Revise everything from the line with "Mark the elderly man." down to the line with "xmin=454 ymin=600 xmax=558 ymax=731", writing "porcelain" in place of "ceramic" and leaving the rest untouched. Return only those lines.

Excerpts of bounding box data:
◆ ◆ ◆ ◆ ◆ ◆ ◆

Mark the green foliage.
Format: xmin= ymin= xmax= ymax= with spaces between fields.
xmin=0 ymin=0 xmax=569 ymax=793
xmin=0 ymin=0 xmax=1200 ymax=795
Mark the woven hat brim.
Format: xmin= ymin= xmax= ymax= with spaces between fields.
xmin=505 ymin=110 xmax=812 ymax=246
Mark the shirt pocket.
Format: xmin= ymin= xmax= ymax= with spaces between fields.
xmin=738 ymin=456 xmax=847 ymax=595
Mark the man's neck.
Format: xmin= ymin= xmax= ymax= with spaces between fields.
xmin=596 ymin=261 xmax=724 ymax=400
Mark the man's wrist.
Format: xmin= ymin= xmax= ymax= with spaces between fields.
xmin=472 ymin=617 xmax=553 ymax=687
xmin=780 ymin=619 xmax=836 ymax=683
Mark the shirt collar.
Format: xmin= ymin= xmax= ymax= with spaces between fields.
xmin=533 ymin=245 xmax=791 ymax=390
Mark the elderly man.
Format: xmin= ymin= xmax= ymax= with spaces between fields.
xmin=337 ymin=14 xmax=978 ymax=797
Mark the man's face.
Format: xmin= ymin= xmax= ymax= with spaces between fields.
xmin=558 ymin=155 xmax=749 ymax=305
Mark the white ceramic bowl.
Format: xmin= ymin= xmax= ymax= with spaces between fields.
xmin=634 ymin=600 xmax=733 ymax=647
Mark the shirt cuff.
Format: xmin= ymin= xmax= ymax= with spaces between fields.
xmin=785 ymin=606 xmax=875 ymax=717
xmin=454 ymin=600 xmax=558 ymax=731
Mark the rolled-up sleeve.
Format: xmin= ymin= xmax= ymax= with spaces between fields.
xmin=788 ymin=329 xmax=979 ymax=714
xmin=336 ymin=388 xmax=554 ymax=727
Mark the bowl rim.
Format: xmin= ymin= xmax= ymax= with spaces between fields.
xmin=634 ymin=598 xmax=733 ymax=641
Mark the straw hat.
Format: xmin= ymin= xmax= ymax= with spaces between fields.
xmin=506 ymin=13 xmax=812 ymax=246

◆ ◆ ◆ ◆ ◆ ◆ ◆

WRITTEN REPLY:
Mark the elderly man.
Format: xmin= ymin= xmax= ymax= with spaces between fields.
xmin=337 ymin=14 xmax=978 ymax=797
Mark the man's face.
Format: xmin= ymin= xmax= ymax= with spaces between fields.
xmin=558 ymin=155 xmax=749 ymax=305
Mark the white porcelain bowl.
Format: xmin= ymin= xmax= ymax= with spaces between fields.
xmin=634 ymin=600 xmax=733 ymax=647
Mark the shirt cuff.
Format: xmin= ymin= xmax= ymax= with spaces between fields.
xmin=785 ymin=606 xmax=875 ymax=717
xmin=454 ymin=600 xmax=558 ymax=731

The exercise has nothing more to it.